EXERCISE AIM.
Scale the part of the records below that runs from the line containing "mast with a single marker." down through the end of the records. Repeat every line in that span, multiplying each point coordinate by 0.55 and rounding to whole numbers with halves going up, and leave out the pictures.
═════ PROVIDED RECORDS ═════
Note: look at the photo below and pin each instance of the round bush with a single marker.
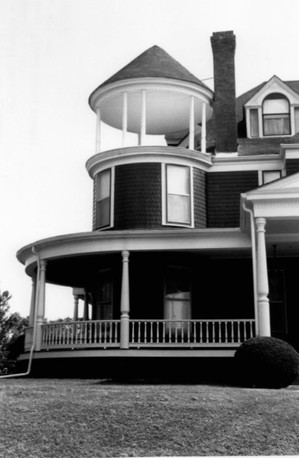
(266, 362)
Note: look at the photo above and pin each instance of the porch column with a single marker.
(41, 303)
(32, 303)
(262, 280)
(191, 123)
(125, 302)
(85, 310)
(76, 307)
(203, 127)
(98, 132)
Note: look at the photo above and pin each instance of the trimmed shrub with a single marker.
(266, 362)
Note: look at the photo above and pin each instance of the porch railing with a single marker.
(191, 333)
(104, 333)
(145, 333)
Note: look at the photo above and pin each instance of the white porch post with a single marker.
(76, 307)
(125, 302)
(32, 303)
(264, 328)
(98, 132)
(125, 118)
(191, 123)
(41, 303)
(143, 118)
(85, 310)
(203, 127)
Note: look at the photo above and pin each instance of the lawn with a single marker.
(89, 418)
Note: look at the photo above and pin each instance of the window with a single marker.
(103, 199)
(271, 176)
(276, 115)
(178, 195)
(254, 123)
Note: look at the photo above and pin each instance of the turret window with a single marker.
(178, 195)
(103, 199)
(276, 115)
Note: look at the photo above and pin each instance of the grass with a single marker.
(87, 418)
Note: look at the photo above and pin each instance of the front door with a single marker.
(177, 298)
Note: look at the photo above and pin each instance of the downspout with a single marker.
(24, 374)
(253, 249)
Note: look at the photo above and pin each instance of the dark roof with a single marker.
(157, 63)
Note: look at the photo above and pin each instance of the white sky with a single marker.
(54, 53)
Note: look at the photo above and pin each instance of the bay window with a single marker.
(103, 199)
(178, 195)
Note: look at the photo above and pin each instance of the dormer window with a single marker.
(276, 115)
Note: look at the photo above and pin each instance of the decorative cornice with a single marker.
(138, 154)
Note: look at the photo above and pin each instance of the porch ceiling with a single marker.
(76, 252)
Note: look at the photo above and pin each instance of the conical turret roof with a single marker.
(153, 63)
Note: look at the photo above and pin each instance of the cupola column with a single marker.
(125, 118)
(143, 118)
(98, 131)
(125, 302)
(191, 123)
(203, 126)
(262, 280)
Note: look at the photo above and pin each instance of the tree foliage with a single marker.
(12, 327)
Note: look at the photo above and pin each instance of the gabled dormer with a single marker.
(273, 111)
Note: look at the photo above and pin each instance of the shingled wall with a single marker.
(223, 196)
(137, 201)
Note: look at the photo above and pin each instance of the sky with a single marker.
(54, 53)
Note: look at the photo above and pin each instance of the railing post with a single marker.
(125, 302)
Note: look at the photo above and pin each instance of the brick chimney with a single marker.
(223, 46)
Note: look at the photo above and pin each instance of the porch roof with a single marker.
(85, 244)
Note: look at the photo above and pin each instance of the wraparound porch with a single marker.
(172, 334)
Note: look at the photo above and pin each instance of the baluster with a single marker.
(116, 332)
(219, 332)
(100, 333)
(85, 332)
(95, 329)
(105, 332)
(139, 331)
(110, 329)
(194, 331)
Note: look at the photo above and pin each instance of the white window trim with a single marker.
(112, 187)
(164, 196)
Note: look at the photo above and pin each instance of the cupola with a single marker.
(153, 95)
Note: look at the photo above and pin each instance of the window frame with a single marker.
(165, 194)
(271, 116)
(110, 222)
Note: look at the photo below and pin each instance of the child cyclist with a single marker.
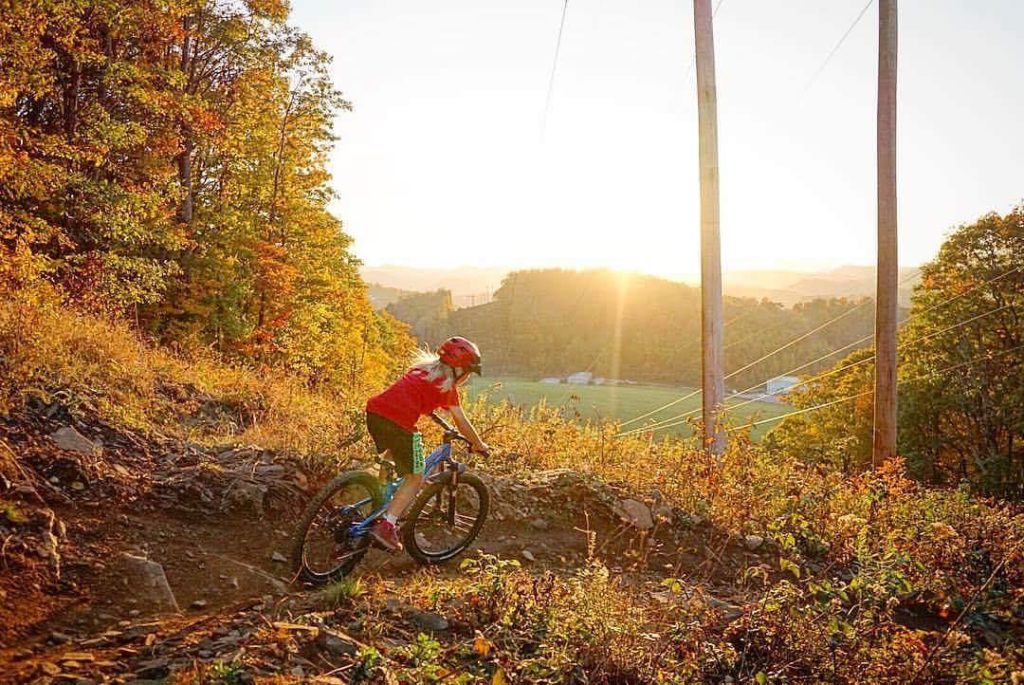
(430, 384)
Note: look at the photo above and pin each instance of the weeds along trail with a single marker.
(604, 560)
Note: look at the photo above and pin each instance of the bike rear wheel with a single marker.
(324, 551)
(445, 519)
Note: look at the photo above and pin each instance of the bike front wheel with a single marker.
(324, 550)
(445, 519)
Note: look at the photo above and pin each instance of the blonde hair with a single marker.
(436, 371)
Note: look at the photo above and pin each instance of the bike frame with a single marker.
(439, 456)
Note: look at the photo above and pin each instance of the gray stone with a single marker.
(636, 514)
(729, 611)
(428, 621)
(151, 582)
(68, 438)
(335, 644)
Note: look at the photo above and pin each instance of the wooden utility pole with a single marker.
(884, 443)
(713, 377)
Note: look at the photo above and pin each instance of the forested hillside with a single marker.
(556, 322)
(961, 373)
(167, 164)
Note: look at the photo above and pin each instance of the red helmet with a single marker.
(460, 353)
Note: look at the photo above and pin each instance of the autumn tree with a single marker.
(169, 162)
(961, 380)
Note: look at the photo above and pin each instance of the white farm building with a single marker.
(780, 384)
(580, 378)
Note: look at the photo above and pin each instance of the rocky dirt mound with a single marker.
(128, 558)
(79, 500)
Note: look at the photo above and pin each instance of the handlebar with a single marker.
(451, 433)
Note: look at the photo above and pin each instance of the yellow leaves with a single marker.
(481, 645)
(787, 565)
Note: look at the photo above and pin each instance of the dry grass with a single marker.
(90, 364)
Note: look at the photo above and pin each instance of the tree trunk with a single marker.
(187, 138)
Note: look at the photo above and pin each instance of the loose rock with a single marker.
(335, 644)
(636, 514)
(152, 582)
(68, 438)
(428, 621)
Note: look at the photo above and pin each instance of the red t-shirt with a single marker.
(411, 397)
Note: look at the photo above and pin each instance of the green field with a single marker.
(623, 402)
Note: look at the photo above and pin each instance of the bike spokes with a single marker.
(329, 544)
(448, 519)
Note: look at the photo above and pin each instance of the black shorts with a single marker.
(406, 447)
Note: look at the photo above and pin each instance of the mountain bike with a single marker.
(442, 521)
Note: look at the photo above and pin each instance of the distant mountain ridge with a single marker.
(471, 286)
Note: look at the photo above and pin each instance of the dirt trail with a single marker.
(218, 524)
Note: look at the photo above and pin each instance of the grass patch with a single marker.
(621, 402)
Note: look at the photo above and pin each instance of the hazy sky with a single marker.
(441, 163)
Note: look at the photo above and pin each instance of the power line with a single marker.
(554, 67)
(773, 352)
(838, 45)
(905, 280)
(665, 423)
(682, 418)
(941, 372)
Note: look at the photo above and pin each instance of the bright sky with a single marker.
(442, 161)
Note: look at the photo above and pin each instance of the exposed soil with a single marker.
(218, 522)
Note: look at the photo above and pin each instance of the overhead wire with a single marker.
(941, 372)
(838, 45)
(683, 418)
(674, 421)
(554, 68)
(775, 351)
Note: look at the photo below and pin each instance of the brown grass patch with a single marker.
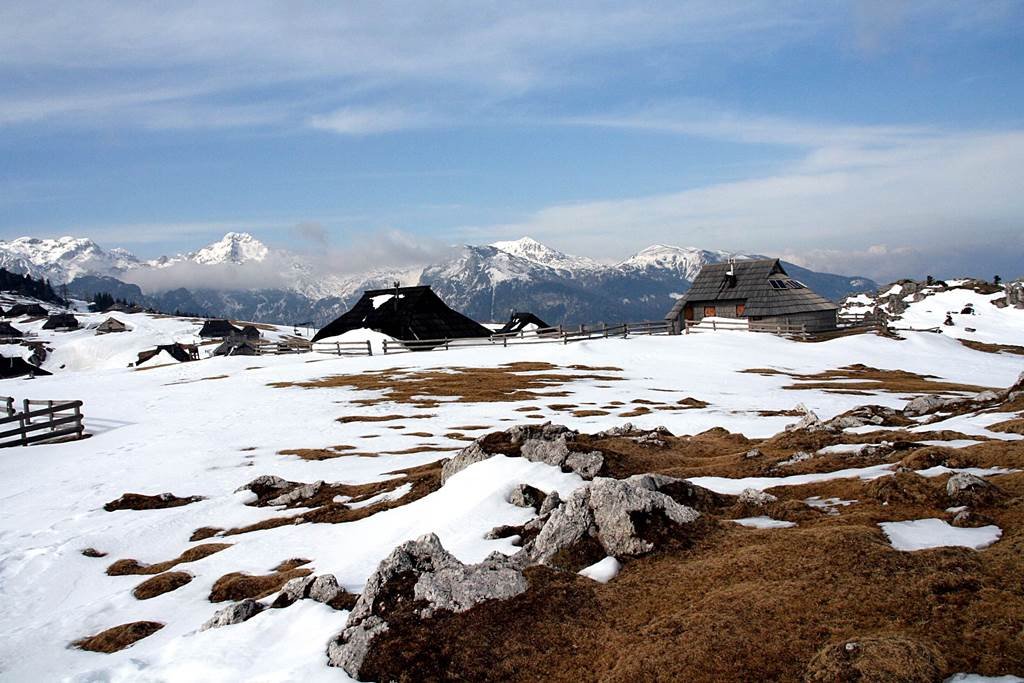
(163, 583)
(128, 566)
(508, 383)
(636, 412)
(863, 378)
(992, 348)
(381, 418)
(119, 637)
(750, 605)
(204, 532)
(141, 502)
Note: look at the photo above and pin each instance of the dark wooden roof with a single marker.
(218, 329)
(8, 330)
(762, 285)
(58, 321)
(409, 313)
(520, 319)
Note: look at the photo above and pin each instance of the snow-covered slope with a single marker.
(239, 275)
(978, 310)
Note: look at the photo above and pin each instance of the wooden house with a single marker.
(407, 313)
(757, 290)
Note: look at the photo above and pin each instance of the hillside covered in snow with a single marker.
(714, 506)
(240, 276)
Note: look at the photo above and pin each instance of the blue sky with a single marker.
(882, 137)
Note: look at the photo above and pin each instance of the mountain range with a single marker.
(240, 276)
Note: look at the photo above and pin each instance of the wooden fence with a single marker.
(542, 336)
(40, 421)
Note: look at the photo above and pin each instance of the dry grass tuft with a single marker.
(141, 502)
(163, 583)
(422, 388)
(118, 638)
(128, 566)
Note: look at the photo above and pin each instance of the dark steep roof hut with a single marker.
(60, 322)
(8, 331)
(218, 330)
(249, 332)
(404, 312)
(237, 346)
(31, 309)
(178, 351)
(17, 367)
(519, 321)
(758, 290)
(111, 325)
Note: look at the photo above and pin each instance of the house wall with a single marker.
(722, 308)
(815, 321)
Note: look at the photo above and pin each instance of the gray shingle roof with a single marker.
(751, 285)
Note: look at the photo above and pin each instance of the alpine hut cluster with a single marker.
(758, 290)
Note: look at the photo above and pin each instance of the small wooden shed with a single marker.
(758, 290)
(111, 325)
(60, 322)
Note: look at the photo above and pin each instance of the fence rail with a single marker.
(54, 419)
(541, 336)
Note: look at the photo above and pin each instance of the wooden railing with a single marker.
(343, 348)
(55, 419)
(542, 336)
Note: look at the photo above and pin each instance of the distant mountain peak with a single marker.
(235, 248)
(531, 250)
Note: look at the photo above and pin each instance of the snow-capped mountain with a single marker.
(531, 250)
(62, 259)
(241, 276)
(235, 248)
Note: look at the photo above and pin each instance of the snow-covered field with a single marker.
(208, 427)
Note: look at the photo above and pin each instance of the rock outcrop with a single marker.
(418, 579)
(233, 613)
(552, 444)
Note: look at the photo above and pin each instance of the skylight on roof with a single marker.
(786, 285)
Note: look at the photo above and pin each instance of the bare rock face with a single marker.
(525, 496)
(964, 488)
(298, 494)
(233, 613)
(422, 578)
(810, 422)
(614, 512)
(547, 443)
(755, 498)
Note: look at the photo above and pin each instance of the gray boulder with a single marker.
(545, 443)
(758, 499)
(233, 613)
(298, 494)
(525, 496)
(606, 510)
(423, 577)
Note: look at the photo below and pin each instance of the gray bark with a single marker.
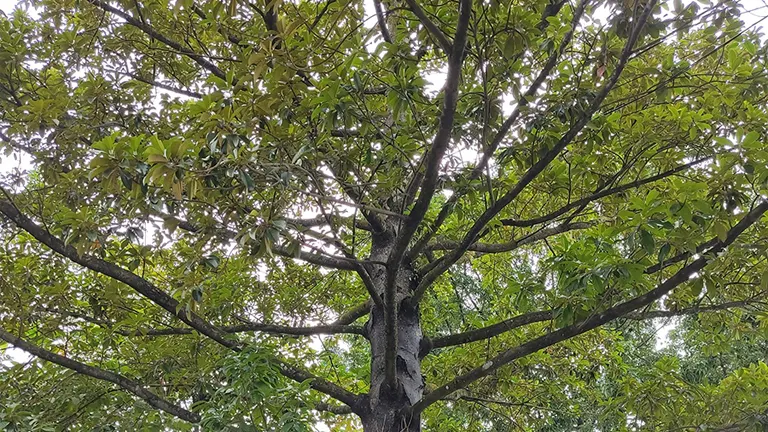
(387, 409)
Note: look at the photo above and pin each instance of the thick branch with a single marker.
(529, 95)
(601, 194)
(253, 327)
(596, 320)
(312, 258)
(125, 383)
(428, 185)
(534, 317)
(539, 166)
(354, 314)
(381, 21)
(141, 285)
(157, 296)
(148, 30)
(513, 244)
(438, 34)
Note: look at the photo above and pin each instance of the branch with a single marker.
(438, 34)
(595, 320)
(354, 314)
(197, 58)
(490, 331)
(333, 409)
(338, 263)
(534, 317)
(539, 166)
(125, 383)
(322, 220)
(513, 244)
(139, 284)
(160, 298)
(300, 375)
(601, 194)
(529, 95)
(382, 22)
(253, 327)
(429, 183)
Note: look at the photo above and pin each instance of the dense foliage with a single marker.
(341, 214)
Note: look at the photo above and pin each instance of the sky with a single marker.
(663, 326)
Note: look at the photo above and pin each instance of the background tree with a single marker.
(389, 216)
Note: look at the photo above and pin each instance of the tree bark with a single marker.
(387, 409)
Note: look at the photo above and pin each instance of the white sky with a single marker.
(663, 326)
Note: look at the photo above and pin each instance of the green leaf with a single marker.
(721, 230)
(647, 241)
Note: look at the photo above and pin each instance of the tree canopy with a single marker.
(267, 215)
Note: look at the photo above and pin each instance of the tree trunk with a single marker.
(387, 409)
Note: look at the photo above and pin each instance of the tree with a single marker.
(450, 216)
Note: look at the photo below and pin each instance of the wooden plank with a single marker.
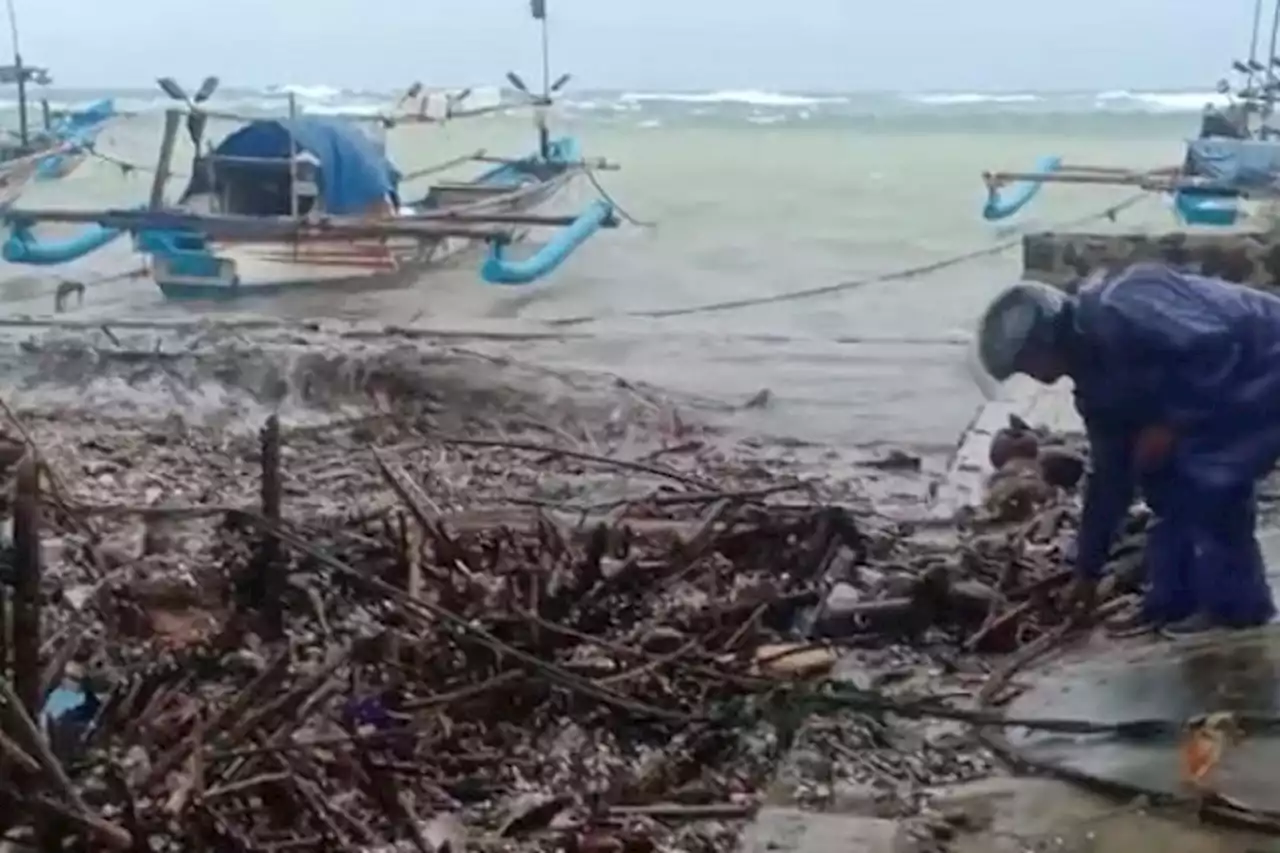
(964, 483)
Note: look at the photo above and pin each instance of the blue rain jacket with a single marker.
(1155, 346)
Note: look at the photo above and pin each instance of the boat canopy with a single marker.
(1235, 164)
(356, 172)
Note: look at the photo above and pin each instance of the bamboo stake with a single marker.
(272, 582)
(26, 606)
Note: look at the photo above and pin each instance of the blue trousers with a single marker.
(1202, 555)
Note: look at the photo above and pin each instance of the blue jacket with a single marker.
(1156, 346)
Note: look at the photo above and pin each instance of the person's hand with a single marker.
(1082, 598)
(1153, 446)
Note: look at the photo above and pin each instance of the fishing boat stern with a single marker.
(184, 267)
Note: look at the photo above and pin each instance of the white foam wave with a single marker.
(1160, 101)
(749, 96)
(968, 99)
(307, 92)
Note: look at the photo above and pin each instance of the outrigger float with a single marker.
(305, 201)
(1225, 194)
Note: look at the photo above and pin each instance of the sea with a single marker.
(768, 243)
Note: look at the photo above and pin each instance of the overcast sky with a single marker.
(816, 45)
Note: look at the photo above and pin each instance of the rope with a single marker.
(827, 290)
(124, 165)
(620, 209)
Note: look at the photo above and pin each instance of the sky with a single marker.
(649, 45)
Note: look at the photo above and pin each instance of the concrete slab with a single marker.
(967, 473)
(1019, 815)
(791, 829)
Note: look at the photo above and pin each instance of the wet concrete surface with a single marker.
(1106, 682)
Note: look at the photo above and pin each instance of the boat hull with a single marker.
(275, 268)
(229, 270)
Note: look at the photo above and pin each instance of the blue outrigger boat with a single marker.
(1234, 160)
(63, 141)
(305, 201)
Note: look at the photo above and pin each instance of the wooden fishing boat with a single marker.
(1225, 194)
(59, 145)
(306, 201)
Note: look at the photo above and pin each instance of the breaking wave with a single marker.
(652, 108)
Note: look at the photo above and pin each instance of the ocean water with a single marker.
(750, 196)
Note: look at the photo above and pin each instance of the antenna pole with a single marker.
(1269, 96)
(23, 131)
(544, 142)
(547, 59)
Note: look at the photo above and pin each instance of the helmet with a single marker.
(1022, 314)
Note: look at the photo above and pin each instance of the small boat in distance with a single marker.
(1235, 156)
(306, 200)
(62, 142)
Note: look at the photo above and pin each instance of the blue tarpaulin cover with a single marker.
(356, 170)
(1242, 164)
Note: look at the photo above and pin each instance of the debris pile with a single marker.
(373, 635)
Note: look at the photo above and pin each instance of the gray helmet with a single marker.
(1022, 314)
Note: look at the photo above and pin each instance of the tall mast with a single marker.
(539, 10)
(23, 133)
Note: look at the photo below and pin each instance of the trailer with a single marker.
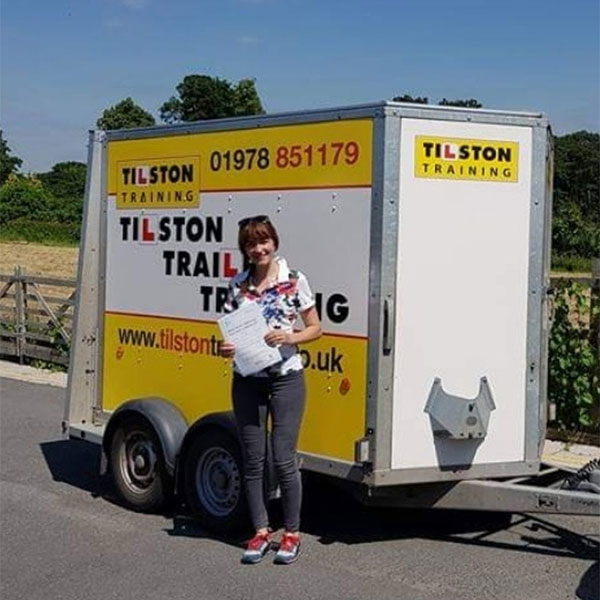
(425, 232)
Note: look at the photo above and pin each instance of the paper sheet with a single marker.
(246, 327)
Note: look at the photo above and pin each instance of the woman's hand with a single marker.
(276, 337)
(226, 349)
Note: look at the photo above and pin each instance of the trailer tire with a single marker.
(137, 465)
(213, 481)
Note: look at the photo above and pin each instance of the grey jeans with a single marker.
(283, 397)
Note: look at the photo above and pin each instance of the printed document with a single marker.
(246, 328)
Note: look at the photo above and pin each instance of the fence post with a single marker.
(595, 305)
(20, 314)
═════
WORKED SOLUTION.
Note: look at the photo above and pin each instance of the tall mast with a single marker.
(296, 6)
(13, 73)
Note: look at the photo below and pin each instance of the trailer with a single marker.
(234, 128)
Note: look at the photo above and pin each instance of the paper sheet with a single marker.
(135, 180)
Note: look at the photo above and pin each instance of the woman's hand with a single marker.
(152, 185)
(124, 192)
Note: look at the photo above and pin each instance of the trailer tire with a single marker.
(75, 256)
(117, 265)
Note: look at the photo above and pin each instance of the grey jeans with a single marker.
(156, 218)
Note: look at the photo above and pin each instance of the printed document with a single marker.
(135, 180)
Note: look at the photo above and pin each instance of the fence post with a single marker.
(327, 168)
(11, 173)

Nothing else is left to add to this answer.